▸ **DOCUMENT TEXT**
## begin

When I was a teenager in the late-90s I ran around with a few breeds of dirtbags. I was one myself, we were all different breeds, like Pound Puppies who did knife hits in the kitchen when the parents were away which was frequent in my feral community. One of these kids was a juggalo and this was when they were a fairly new species of dirtbag. He never wore facepaint, but he owned their first few albums which were pretty rare back then and would constantly play them while we were mashing buttons on Tekken 3 on the Playstation trying to figure out all the combos in Hwoarang’s different Tae Kwon Do stances. We listened to a lot of other rap music that was generally perceived as ‘good’ but no matter how much my juggalo friend tried to convince me that Insane Clown Posse were great, I could not understand the appeal. The rapping is bad, the beats and production is bad, and the theme- CLOWNS.

## end

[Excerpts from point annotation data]

## begin

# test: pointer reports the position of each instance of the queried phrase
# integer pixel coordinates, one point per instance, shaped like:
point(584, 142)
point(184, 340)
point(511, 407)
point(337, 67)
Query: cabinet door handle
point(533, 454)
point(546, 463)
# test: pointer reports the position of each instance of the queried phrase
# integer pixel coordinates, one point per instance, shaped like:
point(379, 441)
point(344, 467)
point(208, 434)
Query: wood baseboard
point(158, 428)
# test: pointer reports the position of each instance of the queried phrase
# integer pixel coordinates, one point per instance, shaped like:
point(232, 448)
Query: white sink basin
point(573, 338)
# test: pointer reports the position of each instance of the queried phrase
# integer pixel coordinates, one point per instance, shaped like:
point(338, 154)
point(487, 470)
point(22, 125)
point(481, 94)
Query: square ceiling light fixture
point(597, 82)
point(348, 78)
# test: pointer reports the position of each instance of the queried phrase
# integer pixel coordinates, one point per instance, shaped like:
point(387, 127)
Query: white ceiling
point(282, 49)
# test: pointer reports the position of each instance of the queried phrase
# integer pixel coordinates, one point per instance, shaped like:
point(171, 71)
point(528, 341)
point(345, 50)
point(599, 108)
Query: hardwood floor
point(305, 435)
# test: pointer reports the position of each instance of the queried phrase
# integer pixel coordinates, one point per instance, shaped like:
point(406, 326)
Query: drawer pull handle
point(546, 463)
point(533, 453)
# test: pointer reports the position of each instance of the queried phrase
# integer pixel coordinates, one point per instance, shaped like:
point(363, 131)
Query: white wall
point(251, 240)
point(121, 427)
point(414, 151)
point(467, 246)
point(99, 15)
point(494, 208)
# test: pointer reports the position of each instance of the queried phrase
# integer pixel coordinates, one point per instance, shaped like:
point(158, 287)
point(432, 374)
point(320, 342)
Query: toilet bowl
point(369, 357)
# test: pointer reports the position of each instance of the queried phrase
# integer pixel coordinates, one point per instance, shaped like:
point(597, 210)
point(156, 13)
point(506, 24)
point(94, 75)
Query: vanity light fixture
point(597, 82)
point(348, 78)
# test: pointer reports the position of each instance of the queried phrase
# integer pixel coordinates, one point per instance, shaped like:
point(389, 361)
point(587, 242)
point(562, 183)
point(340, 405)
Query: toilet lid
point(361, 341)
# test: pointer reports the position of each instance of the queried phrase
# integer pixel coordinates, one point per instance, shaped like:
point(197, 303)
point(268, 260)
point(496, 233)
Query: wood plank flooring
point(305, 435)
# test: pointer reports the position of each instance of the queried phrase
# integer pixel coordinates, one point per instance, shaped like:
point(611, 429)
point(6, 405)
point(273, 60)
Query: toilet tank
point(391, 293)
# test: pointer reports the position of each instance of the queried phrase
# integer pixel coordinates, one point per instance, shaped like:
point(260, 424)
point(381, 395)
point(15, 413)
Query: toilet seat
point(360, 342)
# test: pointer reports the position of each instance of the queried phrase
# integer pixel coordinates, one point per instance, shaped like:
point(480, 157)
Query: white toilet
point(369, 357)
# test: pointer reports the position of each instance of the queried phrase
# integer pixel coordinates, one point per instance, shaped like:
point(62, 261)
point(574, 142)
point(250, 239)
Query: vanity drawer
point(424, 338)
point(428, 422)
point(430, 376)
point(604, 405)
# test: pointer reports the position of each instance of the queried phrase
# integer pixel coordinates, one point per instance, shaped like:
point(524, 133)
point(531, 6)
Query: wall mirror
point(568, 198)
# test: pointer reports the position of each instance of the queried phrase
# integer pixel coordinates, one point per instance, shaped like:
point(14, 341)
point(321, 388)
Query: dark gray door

## end

▸ **WORK TO DO**
(a) In the essay about Insane Clown Posse, which video game did the writer and the juggalo friend play while listening to the albums?
(b) Rewrite the passage of the Insane Clown Posse essay that begins with "When I was a" and ends after "the theme- CLOWNS.", putting "ICP fan" wherever "juggalo" appears.
(c) Write what comes next in the Insane Clown Posse essay, starting after its final sentence.

▸ **EXPECTED RESPONSES**
(a) Tekken 3 on the PlayStation.

(b)
When I was a teenager in the late-90s I ran around with a few breeds of dirtbags. I was one myself, we were all different breeds, like Pound Puppies who did knife hits in the kitchen when the parents were away which was frequent in my feral community. One of these kids was a ICP fan and this was when they were a fairly new species of dirtbag. He never wore facepaint, but he owned their first few albums which were pretty rare back then and would constantly play them while we were mashing buttons on Tekken 3 on the Playstation trying to figure out all the combos in Hwoarang’s different Tae Kwon Do stances. We listened to a lot of other rap music that was generally perceived as ‘good’ but no matter how much my ICP fan friend tried to convince me that Insane Clown Posse were great, I could not understand the appeal. The rapping is bad, the beats and production is bad, and the theme- CLOWNS.

(c)
I’ve never understood the WiCkEd cLoWn appeal. Is anybody madly truly deeply afraid of clowns? It’s a bunch of middle-aged men slapping on facepaint and running around acting like idiots spraying soda. Circus clowns, I mean, but this does apply to ICP and their legion of devotees. Before we go further, I do want to stress that I have no ill will towards juggalos, I’ve known many and they were nice and loyal people. I’m glad they’ve found a family of outsiders that understand them and support each other. They just have very confusing standards of what kind of music is worth devoting their lives to.
The one thing I could pin it back to would be seeing ‘It’ (1990) as a kid. Tim Curry’s performance is still chilling, and his make-up with those horrific teeth and yellow eyes peaking out from below a gutter is pretty damn scary to an 8 year-old. But if you’d finished watching the thing, all that horror is diffused by a bunch of boring adults processing trauma and then fighting a giant spider.
But outside of movies, how often do you even SEE clowns anymore? I assume they’re one of the few things left at the circus after they finally got pressured to stop abusing animals, but that’s a pretty contained ClownZone.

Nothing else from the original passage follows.